Given passage
----------
Signing your teenager on for weight-loss surgery can seem extreme, but it might be the best route to helping your obese child reach a healthy weight.


The benefits have been so clearly proven that the Academy of Pediatrics now supports this action when other options have failed.


The Last Stop. And It’s Effective

Weight-loss surgery, also known as bariatric surgery, is a tool that might be right for your child.


By the time you bring your child in for a consultation, you will likely have tried several other pediatric-centered steps toward weight loss, including:

  • Gastroenterology exams
  • Psychological consultations
  • Dietary changes
  • Regular exercise
  • Medical treatments


Weight-loss surgery is the last stop, and it’s a rare choice: Although as many as 20 percent more adolescents receive the surgery every year, they still account for only a fraction of the 1 percent of Americans who have these procedures each year.


If your teen hasn’t been able to attain a BMI that’s below the 85th percentile for peers the same gender and age, you’re looking at high blood pressure, snoring, diabetes and sleep apnea — plus many more health risks as an adult. This is your final option, and it is effective.


Why Sleeve Gastrectomy Is Often Best

Doctors perform several types of weight-loss surgeries, which each have a set of benefits. For teens — even those who are still growing — sleeve gastrectomy is the most conservative and best choice.


With sleeve gastrectomy, the stomach will be made so small that it will hold at most one cup of food. That limits how much your child can eat at one time.
----------
Data for analysis
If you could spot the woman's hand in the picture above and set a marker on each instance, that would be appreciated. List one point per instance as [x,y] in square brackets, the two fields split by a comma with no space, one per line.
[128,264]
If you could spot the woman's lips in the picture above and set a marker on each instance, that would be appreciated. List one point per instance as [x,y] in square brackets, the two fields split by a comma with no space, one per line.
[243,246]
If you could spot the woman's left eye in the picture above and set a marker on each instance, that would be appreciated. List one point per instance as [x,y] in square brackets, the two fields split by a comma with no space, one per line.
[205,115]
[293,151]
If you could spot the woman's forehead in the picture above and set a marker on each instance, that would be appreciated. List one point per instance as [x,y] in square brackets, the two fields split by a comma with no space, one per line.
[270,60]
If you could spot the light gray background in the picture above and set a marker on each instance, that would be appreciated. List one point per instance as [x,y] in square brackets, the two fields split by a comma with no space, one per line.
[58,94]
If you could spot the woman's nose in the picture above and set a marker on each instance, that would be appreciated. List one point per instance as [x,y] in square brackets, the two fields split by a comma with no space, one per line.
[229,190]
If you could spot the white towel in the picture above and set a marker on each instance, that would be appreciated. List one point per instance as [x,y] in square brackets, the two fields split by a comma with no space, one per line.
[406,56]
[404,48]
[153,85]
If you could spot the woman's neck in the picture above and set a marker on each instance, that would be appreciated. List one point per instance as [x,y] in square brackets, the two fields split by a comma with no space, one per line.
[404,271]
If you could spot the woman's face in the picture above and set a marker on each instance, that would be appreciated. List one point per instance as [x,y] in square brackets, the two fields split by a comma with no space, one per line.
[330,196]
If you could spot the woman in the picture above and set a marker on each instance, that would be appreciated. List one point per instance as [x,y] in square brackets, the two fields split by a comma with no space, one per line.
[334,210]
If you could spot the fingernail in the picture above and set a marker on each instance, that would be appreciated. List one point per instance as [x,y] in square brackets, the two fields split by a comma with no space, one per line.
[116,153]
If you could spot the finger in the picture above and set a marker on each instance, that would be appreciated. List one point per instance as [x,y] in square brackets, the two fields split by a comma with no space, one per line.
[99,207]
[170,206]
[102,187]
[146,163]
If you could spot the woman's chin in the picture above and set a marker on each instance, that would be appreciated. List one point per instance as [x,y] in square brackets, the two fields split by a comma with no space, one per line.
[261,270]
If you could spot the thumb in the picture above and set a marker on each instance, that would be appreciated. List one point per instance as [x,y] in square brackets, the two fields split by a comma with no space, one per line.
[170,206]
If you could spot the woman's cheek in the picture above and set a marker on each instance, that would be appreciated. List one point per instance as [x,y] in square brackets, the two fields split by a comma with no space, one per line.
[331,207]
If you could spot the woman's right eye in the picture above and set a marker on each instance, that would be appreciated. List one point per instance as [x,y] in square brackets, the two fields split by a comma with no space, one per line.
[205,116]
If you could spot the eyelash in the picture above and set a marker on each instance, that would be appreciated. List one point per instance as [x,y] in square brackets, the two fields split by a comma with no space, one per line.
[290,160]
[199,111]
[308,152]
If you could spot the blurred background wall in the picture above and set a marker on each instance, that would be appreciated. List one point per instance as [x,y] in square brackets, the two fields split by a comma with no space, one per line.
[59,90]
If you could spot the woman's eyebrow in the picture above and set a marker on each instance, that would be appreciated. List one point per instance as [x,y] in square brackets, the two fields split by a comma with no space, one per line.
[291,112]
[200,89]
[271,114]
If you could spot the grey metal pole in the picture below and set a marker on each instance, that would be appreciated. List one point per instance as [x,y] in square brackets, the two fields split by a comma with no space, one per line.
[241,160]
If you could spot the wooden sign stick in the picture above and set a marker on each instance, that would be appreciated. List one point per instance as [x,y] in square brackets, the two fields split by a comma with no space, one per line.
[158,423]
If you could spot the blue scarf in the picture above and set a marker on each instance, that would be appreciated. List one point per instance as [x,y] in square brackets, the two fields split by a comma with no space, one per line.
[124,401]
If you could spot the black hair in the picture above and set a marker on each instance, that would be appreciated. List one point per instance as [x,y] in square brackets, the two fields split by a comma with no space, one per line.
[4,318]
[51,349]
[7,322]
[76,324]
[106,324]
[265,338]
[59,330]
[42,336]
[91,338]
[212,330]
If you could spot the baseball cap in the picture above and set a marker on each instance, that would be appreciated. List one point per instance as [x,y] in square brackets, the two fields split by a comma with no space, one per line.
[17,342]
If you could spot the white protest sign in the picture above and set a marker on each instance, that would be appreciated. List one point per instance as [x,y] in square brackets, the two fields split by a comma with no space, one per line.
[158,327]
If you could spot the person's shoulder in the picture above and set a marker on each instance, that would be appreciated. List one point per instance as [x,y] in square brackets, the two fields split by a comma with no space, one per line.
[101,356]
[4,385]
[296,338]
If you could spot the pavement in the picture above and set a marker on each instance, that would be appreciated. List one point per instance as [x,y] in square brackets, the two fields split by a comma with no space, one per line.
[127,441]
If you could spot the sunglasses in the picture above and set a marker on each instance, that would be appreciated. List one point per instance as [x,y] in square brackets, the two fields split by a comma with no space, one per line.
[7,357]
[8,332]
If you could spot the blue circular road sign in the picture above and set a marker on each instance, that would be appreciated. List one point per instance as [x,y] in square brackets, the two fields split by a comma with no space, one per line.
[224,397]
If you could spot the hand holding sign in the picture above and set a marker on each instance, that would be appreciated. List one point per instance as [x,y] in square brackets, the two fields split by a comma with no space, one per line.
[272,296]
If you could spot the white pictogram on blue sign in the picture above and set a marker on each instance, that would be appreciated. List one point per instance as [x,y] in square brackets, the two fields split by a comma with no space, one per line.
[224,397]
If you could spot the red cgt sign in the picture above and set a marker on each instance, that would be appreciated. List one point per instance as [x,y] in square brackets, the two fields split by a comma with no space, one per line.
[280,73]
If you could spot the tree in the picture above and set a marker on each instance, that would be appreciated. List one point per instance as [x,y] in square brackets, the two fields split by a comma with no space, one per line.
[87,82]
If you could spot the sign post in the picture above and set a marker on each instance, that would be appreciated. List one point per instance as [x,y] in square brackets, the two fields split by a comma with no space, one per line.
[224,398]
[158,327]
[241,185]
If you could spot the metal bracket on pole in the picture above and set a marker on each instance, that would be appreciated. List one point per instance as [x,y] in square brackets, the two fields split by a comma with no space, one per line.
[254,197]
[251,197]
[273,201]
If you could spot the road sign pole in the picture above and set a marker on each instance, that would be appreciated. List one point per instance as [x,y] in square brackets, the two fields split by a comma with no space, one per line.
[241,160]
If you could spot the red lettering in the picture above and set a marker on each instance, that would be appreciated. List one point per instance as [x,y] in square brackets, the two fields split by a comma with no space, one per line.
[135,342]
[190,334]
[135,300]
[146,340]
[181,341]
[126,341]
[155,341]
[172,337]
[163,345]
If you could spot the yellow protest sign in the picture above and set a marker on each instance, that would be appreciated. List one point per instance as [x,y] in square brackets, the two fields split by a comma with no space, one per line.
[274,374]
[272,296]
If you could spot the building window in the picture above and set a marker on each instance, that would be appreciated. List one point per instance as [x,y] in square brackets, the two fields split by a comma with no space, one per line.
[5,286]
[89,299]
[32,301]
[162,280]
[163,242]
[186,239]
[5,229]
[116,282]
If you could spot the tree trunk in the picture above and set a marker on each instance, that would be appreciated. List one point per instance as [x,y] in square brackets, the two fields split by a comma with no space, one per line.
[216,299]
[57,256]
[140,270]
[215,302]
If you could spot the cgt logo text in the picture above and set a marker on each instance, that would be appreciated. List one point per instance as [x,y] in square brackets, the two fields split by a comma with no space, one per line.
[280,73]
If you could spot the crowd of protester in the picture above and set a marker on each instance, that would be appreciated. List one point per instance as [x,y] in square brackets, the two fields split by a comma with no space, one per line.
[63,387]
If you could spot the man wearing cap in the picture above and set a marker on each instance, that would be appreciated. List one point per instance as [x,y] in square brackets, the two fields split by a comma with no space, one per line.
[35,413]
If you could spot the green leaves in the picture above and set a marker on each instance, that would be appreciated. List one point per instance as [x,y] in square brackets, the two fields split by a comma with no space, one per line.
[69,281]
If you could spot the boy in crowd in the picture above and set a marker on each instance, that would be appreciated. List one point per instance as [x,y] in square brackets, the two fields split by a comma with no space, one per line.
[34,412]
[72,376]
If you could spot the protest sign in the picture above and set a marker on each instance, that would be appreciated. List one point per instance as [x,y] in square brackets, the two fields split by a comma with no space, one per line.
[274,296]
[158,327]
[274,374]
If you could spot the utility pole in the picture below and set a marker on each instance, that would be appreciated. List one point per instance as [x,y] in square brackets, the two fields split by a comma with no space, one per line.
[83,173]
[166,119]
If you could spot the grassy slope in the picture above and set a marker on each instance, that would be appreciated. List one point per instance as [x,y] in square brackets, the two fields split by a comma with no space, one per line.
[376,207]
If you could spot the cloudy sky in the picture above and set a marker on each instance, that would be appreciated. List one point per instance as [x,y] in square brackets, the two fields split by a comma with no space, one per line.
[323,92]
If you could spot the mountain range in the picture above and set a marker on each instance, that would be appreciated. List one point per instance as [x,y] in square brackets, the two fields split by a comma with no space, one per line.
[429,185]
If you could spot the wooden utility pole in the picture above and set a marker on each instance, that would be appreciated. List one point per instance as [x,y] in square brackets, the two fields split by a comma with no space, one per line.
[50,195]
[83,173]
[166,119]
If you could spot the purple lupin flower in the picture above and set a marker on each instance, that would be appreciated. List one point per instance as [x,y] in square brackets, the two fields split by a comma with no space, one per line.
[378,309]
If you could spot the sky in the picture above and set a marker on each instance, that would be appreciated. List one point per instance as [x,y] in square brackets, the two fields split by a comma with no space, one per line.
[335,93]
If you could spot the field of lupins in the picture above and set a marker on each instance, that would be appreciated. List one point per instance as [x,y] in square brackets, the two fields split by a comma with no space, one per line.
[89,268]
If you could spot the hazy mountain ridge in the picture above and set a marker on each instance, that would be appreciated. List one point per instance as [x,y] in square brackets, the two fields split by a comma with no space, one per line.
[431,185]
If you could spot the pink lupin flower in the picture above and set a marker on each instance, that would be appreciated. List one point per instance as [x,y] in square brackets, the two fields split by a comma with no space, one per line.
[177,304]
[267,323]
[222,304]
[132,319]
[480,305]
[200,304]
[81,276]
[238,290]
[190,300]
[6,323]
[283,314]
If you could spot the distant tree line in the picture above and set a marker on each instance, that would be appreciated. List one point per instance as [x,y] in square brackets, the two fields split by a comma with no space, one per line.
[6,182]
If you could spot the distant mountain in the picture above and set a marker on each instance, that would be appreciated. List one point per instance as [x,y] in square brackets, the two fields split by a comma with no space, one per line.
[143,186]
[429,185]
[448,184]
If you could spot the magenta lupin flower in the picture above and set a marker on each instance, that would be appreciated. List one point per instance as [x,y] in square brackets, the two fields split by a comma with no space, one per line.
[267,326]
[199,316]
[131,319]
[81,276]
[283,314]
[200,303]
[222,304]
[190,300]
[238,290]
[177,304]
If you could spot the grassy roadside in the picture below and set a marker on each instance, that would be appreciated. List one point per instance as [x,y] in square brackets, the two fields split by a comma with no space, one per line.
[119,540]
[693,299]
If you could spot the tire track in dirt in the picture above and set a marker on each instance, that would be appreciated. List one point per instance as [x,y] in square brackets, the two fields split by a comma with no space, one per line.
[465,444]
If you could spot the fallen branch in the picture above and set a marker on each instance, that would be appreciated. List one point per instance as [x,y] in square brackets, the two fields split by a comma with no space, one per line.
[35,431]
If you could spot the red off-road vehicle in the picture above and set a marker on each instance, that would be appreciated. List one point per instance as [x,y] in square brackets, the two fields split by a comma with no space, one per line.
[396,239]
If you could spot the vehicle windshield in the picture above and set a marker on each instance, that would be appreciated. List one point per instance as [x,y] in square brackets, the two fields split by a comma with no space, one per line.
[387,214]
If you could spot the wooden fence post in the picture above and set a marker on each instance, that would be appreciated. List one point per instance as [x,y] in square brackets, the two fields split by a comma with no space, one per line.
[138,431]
----------
Problem A
From the passage on weight-loss surgery for teens, extract the text starting at "Weight-loss surgery is" and ending at "it is effective.".
Problem B
List the steps toward weight loss that the passage on teen weight-loss surgery says you will likely have tried before a consultation.
The records come from a separate source.

Answer space A
Weight-loss surgery is the last stop, and it’s a rare choice: Although as many as 20 percent more adolescents receive the surgery every year, they still account for only a fraction of the 1 percent of Americans who have these procedures each year.


If your teen hasn’t been able to attain a BMI that’s below the 85th percentile for peers the same gender and age, you’re looking at high blood pressure, snoring, diabetes and sleep apnea — plus many more health risks as an adult. This is your final option, and it is effective.

Answer space B
- Gastroenterology exams
- Psychological consultations
- Dietary changes
- Regular exercise
- Medical treatments